* [THE RECORDS]:
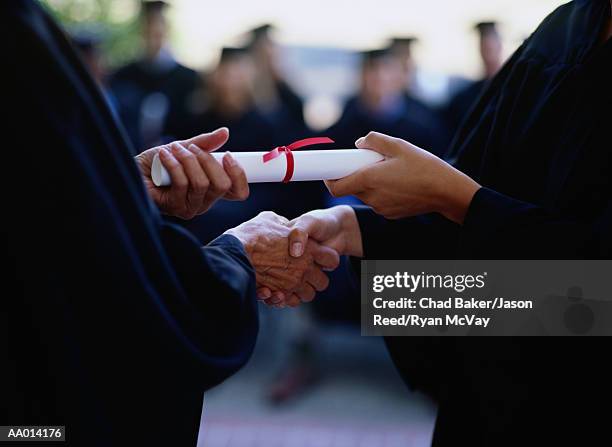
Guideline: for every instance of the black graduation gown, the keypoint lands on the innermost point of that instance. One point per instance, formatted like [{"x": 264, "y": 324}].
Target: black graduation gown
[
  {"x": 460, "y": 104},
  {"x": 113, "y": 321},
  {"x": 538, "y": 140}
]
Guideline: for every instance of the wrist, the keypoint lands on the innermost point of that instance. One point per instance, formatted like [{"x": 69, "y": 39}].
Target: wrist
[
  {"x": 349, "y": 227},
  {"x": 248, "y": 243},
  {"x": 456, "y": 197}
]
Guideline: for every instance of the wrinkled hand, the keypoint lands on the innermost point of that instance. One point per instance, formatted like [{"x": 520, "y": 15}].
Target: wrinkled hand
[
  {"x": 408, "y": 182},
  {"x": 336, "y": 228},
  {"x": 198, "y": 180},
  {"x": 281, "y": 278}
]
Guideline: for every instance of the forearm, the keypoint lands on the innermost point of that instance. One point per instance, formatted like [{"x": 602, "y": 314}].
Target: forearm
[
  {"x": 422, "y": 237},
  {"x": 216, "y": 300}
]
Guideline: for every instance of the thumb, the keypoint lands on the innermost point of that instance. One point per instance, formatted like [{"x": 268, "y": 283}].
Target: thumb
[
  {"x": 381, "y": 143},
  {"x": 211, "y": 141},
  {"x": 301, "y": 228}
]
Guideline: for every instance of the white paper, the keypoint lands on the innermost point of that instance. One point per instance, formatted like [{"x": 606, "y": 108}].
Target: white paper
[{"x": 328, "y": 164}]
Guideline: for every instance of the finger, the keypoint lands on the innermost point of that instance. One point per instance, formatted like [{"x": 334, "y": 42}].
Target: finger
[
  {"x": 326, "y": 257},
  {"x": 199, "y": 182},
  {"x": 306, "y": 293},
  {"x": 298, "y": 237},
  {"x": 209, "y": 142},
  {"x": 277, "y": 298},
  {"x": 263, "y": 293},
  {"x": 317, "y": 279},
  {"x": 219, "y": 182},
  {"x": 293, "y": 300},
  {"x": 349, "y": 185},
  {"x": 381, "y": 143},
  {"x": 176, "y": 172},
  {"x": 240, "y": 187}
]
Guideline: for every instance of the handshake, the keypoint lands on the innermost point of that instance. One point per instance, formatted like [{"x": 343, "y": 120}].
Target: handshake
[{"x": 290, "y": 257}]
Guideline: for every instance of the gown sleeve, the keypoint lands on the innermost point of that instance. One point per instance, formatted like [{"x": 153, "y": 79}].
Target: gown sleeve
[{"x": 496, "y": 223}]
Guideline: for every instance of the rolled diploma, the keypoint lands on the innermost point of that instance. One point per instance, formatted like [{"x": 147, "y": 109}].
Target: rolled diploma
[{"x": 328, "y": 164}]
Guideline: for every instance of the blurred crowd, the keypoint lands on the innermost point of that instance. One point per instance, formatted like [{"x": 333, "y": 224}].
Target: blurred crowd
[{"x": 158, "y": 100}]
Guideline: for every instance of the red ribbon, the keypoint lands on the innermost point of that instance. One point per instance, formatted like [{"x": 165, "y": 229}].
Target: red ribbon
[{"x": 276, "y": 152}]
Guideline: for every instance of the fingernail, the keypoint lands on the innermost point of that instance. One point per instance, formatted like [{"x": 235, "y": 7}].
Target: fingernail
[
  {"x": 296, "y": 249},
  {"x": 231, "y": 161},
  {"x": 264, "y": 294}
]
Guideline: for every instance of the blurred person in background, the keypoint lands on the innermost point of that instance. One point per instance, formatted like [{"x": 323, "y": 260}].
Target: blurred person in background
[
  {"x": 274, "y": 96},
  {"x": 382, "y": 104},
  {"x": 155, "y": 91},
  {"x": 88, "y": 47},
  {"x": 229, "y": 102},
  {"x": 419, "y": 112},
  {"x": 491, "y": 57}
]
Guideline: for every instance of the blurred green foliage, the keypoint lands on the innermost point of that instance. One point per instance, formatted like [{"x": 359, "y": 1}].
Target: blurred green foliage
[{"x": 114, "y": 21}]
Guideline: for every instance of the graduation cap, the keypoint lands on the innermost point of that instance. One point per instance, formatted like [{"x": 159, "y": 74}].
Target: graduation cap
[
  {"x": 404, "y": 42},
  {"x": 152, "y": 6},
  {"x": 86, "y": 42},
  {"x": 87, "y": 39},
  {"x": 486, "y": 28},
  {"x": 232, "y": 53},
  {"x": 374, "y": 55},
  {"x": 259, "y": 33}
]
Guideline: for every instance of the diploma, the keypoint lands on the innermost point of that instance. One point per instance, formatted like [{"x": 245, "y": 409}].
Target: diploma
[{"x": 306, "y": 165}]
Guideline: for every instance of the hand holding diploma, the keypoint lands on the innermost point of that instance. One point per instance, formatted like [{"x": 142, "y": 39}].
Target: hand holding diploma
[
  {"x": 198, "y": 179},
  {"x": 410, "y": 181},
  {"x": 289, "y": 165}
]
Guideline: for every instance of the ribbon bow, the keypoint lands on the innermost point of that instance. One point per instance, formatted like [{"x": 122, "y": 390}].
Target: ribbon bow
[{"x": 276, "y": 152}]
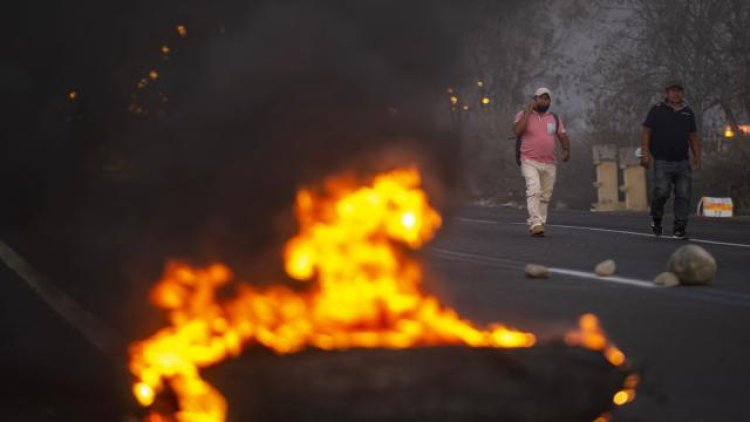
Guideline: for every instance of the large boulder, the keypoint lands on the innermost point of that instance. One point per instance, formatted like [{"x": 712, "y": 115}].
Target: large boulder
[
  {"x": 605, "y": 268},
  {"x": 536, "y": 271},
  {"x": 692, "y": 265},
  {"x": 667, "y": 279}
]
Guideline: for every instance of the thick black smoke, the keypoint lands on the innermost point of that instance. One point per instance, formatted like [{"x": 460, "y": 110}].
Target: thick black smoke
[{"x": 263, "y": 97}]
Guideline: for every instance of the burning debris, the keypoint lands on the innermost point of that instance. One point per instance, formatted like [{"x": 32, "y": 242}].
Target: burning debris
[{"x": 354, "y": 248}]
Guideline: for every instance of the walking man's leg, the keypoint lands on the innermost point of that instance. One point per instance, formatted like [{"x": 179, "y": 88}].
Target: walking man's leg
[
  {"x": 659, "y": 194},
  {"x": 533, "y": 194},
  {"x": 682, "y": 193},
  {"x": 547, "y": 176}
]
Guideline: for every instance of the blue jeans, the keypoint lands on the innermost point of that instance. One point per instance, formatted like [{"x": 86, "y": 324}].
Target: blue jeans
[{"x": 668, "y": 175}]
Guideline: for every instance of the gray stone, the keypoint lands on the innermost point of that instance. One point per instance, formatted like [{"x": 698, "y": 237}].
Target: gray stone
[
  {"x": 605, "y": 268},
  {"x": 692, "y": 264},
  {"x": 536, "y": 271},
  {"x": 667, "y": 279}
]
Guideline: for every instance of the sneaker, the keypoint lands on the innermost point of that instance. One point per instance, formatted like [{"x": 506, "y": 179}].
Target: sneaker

* [WHAT THIS TASK INVOLVES]:
All of the material above should be reproduced exactly, except the pictures.

* [RESPONSE TO THIS TASK]:
Guideline: for every instance of the black graduation gown, the keypoint lands on the innermost point of that instance. One point per instance, formatted like [{"x": 264, "y": 324}].
Target: black graduation gown
[
  {"x": 460, "y": 104},
  {"x": 113, "y": 321},
  {"x": 538, "y": 140}
]
Guideline: for every instance of the wrist, the keypoint lands on the innermost point of that instance. One point per instance, formatted like [{"x": 69, "y": 39}].
Target: wrist
[
  {"x": 349, "y": 227},
  {"x": 248, "y": 243},
  {"x": 456, "y": 197}
]
Guideline: for every instance of the wrinkled hand, the keypoint lands on the innermost point of that instance. One point per instance, formatted like [{"x": 520, "y": 15}].
Target: wrinkled hand
[
  {"x": 408, "y": 182},
  {"x": 336, "y": 228},
  {"x": 198, "y": 180},
  {"x": 281, "y": 278}
]
Guideline: for every instance of the forearm, the keypoint lands on the innermost point of that instance. One point per instance, formatted like [{"x": 602, "y": 314}].
Target: forearm
[
  {"x": 422, "y": 237},
  {"x": 216, "y": 300}
]
Guideline: for every instance of the thumb, the keypoint lands on the innermost point of that instance. One point per instance, formatted like [{"x": 268, "y": 283}].
Target: thumb
[
  {"x": 381, "y": 143},
  {"x": 211, "y": 141},
  {"x": 301, "y": 228}
]
Guideline: for every instance of the white paper, the keypoint lands on the innermost point of that instance. One point per instance, formatted like [{"x": 606, "y": 108}].
Target: white paper
[{"x": 328, "y": 164}]
Guideline: for every instance of the finger, the keypoint lands on the innermost point of that instance. One point per instance, formatted like [{"x": 334, "y": 42}].
Target: finger
[
  {"x": 326, "y": 257},
  {"x": 199, "y": 182},
  {"x": 306, "y": 293},
  {"x": 298, "y": 237},
  {"x": 209, "y": 142},
  {"x": 277, "y": 298},
  {"x": 263, "y": 293},
  {"x": 317, "y": 279},
  {"x": 219, "y": 182},
  {"x": 293, "y": 300},
  {"x": 349, "y": 185},
  {"x": 381, "y": 143},
  {"x": 176, "y": 172},
  {"x": 240, "y": 187}
]
Guideline: for every instance of the handshake, the keypoint lands on the innermost point of that instance. One point per instance, formatted like [{"x": 343, "y": 120}].
Target: handshake
[{"x": 290, "y": 257}]
Guideline: for every instance of the gown sleeve, the keypoint lands on the innermost point of that instance. One point per instance, formatted like [{"x": 153, "y": 79}].
Target: gown sleeve
[{"x": 496, "y": 223}]
Guideline: for every instance of the rolled diploma, the keypoint lands on the innermost point of that instance. One point per instance, formatted like [{"x": 147, "y": 109}].
Target: rolled diploma
[{"x": 328, "y": 164}]
Guideline: for every instance of the blurred crowd, the keypoint lands on the innermost point of that instance. One point per instance, formatted like [{"x": 333, "y": 224}].
Target: blurred crowd
[{"x": 158, "y": 100}]
Guideline: for every instance of the red ribbon, the keypoint lands on the innermost point of that instance. One point per instance, formatted like [{"x": 165, "y": 229}].
Target: red ribbon
[{"x": 276, "y": 152}]
Guideline: for every instance of the fingernail, the keypoint lands on the innermost point of that instance. One point per instance, formatted like [{"x": 235, "y": 7}].
Target: fingernail
[
  {"x": 296, "y": 249},
  {"x": 231, "y": 161},
  {"x": 264, "y": 294}
]
Guideline: for every instance of the blurred person in background, the keypoint lands on the innermost point of that instance. One point per instance, formatted like [{"x": 323, "y": 260}].
Target: blurred person in background
[
  {"x": 274, "y": 96},
  {"x": 382, "y": 104},
  {"x": 155, "y": 91},
  {"x": 88, "y": 47},
  {"x": 229, "y": 102},
  {"x": 419, "y": 112},
  {"x": 491, "y": 57}
]
Guideline: for every instance of the blurred green foliage, the keypoint lands on the innermost point of that instance. One point per instance, formatted like [{"x": 359, "y": 1}].
Target: blurred green foliage
[{"x": 114, "y": 21}]
Guideline: for every instance of the graduation cap, the keypoint lands on the innermost point of that instance. One point per instance, formatted like [{"x": 159, "y": 74}].
Target: graduation cap
[
  {"x": 404, "y": 42},
  {"x": 152, "y": 6},
  {"x": 86, "y": 42},
  {"x": 87, "y": 39},
  {"x": 486, "y": 28},
  {"x": 232, "y": 53},
  {"x": 374, "y": 55},
  {"x": 259, "y": 33}
]
Guideline: for every instance of the diploma, the keypoint lands on the innermost point of that instance. One point per instance, formatted like [{"x": 245, "y": 409}].
Target: diploma
[{"x": 306, "y": 165}]
Guideline: for every instance of the hand holding diploma, the keypoint lands on the innermost point of that instance. One point per instance, formatted like [{"x": 142, "y": 39}].
Target: hand holding diploma
[
  {"x": 198, "y": 179},
  {"x": 410, "y": 181},
  {"x": 289, "y": 165}
]
Guideline: for every instance of the ribbon bow, the keypoint lands on the innermost point of that instance. One point per instance, formatted like [{"x": 122, "y": 390}].
Target: ribbon bow
[{"x": 276, "y": 152}]
Guideline: for every instance of the large boulder, the keypoint lands on the innermost point of that instance. One point per instance, formatted like [{"x": 712, "y": 115}].
Target: large boulder
[
  {"x": 605, "y": 268},
  {"x": 536, "y": 271},
  {"x": 692, "y": 265},
  {"x": 667, "y": 279}
]
Guideline: for every instance of the thick black smoke, the keypoint lands on the innermost point of that instance. One point per instance, formatted like [{"x": 460, "y": 110}].
Target: thick black smoke
[{"x": 263, "y": 97}]
Guideline: for every instance of the burning debris, the keypoint lands on the innermost point of that instance. One point per instance, formatted like [{"x": 32, "y": 242}].
Target: burning debris
[{"x": 354, "y": 248}]
Guideline: for every instance of the walking man's leg, the keypoint lands on the innermost point of that instance. One point per instance, formatted like [{"x": 179, "y": 88}].
Target: walking man's leg
[
  {"x": 659, "y": 194},
  {"x": 533, "y": 194},
  {"x": 682, "y": 193},
  {"x": 547, "y": 176}
]
Guideline: for every instance of the blue jeans, the keypoint lands on the innermost point of that instance. One point per instance, formatted like [{"x": 86, "y": 324}].
Target: blue jeans
[{"x": 668, "y": 175}]
Guideline: for every instance of the gray stone, the keypoint lands on the innermost point of that instance. One point per instance, formatted like [{"x": 698, "y": 237}].
Target: gray stone
[
  {"x": 605, "y": 268},
  {"x": 692, "y": 264},
  {"x": 536, "y": 271},
  {"x": 667, "y": 279}
]
Guideline: for every instance of the sneaker, the keypoint lands on the innermost point of that instance. One point per instance, formatted like [{"x": 506, "y": 179}].
Target: sneaker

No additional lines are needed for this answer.